» **CHALLENGE**
Output the line that contains "For the mapping pass, tag each instance of the overcast" and every line after it to the end of the entries, with nothing added or left out.

» **DATA**
>> begin

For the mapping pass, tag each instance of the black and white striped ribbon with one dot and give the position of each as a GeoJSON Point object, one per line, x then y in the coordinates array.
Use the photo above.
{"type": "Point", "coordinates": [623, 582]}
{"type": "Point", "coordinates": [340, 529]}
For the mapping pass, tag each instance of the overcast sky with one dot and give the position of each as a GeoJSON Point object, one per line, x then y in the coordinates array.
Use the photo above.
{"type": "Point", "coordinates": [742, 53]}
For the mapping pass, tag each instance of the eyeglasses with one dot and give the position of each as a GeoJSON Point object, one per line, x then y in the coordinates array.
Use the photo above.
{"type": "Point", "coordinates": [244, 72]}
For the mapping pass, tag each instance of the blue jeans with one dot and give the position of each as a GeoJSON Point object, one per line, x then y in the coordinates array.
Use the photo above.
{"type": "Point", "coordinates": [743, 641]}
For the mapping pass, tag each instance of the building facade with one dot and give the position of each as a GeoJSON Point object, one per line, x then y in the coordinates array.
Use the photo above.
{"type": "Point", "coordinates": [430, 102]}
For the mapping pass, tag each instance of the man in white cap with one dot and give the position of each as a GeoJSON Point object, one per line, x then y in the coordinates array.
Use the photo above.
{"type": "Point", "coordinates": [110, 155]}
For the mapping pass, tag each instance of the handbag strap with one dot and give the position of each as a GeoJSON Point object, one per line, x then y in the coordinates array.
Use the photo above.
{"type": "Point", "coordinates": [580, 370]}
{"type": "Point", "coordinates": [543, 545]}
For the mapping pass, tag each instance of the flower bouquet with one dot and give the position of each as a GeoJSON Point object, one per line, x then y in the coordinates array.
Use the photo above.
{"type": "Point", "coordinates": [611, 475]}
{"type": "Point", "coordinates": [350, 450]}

>> end

» **REPLY TO THE EXERCISE**
For the mapping pass, tag each instance of the overcast sky with one dot and give the position of each as a GeoJSON Point object, one per line, x then y in the coordinates array.
Use the photo above.
{"type": "Point", "coordinates": [742, 53]}
For the mapping pass, tag each instance of the eyeglasses with one dot and give the position of each as a GeoJSON Point object, one per line, x then y in the coordinates array.
Use the photo above.
{"type": "Point", "coordinates": [244, 72]}
For the mapping pass, tag each instance of the blue jeans with one dot and give the position of each as a GeoJSON Point object, one per line, x then y in the coordinates array.
Use the photo above.
{"type": "Point", "coordinates": [743, 641]}
For the mapping pass, tag each instance of the building facade with one dot and give the position of each as a GeoJSON Point object, one per line, x then y in the coordinates array.
Use the photo above.
{"type": "Point", "coordinates": [430, 102]}
For the mapping pass, tag each instance of the man in white cap with one dot and give the position of each as a GeoJSON Point object, one per line, x then y in the coordinates array.
Use the photo above.
{"type": "Point", "coordinates": [110, 155]}
For the mapping pass, tag each instance of the handbag strap with one dot and give the position of each as a GeoJSON Point object, one per line, x then y in the coordinates array.
Use the photo above.
{"type": "Point", "coordinates": [580, 370]}
{"type": "Point", "coordinates": [543, 545]}
For the mapping pass, tag each instance of the flower bouquet with one dot and give the position of each as a GeoJSON Point object, one per line, x then y in the coordinates array.
Use the photo above.
{"type": "Point", "coordinates": [611, 475]}
{"type": "Point", "coordinates": [350, 450]}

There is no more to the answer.